━━ Отрывок
1920-1940-е годы — несомненный подъем в сатирической и юмористической литературе США. Бурные события тех лет (сухой закон, гангстерские войны, мировые вооруженные конфликты, великая депрессия и т. д.) этому только способствовали. И едва ли не за каждым значительным событием эпохи явно (или не очень явно) просматривалось влияние Хенри Луиса Менкена — критика, эссеиста, редактора, самого оригинального ума своего времени. Пропагандировавшаяся им (и им же успешно воплощенная) свобода творчества содействовала развитию американской культуры вообще. Разумеется, и интересующей нас области «менкенизм» (термин даже попал в словари) помог. Хотя о самом Менкене чуть ниже.
━━━━
━━ Список строк
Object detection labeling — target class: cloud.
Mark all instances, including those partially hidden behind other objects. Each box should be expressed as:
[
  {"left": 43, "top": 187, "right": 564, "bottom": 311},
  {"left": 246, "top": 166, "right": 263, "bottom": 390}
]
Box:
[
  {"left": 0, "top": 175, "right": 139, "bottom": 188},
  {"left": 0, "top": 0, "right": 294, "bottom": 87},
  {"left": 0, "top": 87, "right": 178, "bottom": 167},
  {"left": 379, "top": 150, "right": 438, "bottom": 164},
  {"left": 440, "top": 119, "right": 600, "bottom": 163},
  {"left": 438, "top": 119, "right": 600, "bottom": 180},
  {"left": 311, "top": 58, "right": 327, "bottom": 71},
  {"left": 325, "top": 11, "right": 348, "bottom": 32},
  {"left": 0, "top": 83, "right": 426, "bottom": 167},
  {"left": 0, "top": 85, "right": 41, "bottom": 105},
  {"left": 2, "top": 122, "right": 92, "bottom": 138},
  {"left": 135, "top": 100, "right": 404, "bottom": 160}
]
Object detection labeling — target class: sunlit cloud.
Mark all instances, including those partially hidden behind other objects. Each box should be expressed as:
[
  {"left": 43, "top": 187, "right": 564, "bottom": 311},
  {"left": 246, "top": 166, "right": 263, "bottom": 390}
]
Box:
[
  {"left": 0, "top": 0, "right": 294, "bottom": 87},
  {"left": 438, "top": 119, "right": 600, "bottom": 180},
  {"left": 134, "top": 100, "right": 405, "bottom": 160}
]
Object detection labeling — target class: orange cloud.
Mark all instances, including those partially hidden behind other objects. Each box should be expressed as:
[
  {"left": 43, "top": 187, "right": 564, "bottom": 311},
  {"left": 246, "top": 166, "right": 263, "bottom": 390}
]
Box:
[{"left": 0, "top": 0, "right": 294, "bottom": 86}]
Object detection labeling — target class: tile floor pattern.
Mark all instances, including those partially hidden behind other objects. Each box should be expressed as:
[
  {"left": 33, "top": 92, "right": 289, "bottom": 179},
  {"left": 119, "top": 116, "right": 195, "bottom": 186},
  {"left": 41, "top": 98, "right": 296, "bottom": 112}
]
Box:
━━━━
Задания:
1. Ответьте на вопросы по отрывку:
(a) Какие годы названы в отрывке временем подъема сатирической и юмористической литературы США?
(b) Кем был Хенри Луис Менкен, согласно отрывку?
(c) Какой термин, как сказано в отрывке, даже попал в словари?
2. Выпишите из отрывка без изменений фрагмент от слов «1920-1940-е годы — несомненный» до слов «Менкене чуть ниже.».

Ответы:
1.
(a) 1920–1940-е годы.
(b) Критиком, эссеистом и редактором.
(c) «Менкенизм».

2.
1920-1940-е годы — несомненный подъем в сатирической и юмористической литературе США. Бурные события тех лет (сухой закон, гангстерские войны, мировые вооруженные конфликты, великая депрессия и т. д.) этому только способствовали. И едва ли не за каждым значительным событием эпохи явно (или не очень явно) просматривалось влияние Хенри Луиса Менкена — критика, эссеиста, редактора, самого оригинального ума своего времени. Пропагандировавшаяся им (и им же успешно воплощенная) свобода творчества содействовала развитию американской культуры вообще. Разумеется, и интересующей нас области «менкенизм» (термин даже попал в словари) помог. Хотя о самом Менкене чуть ниже.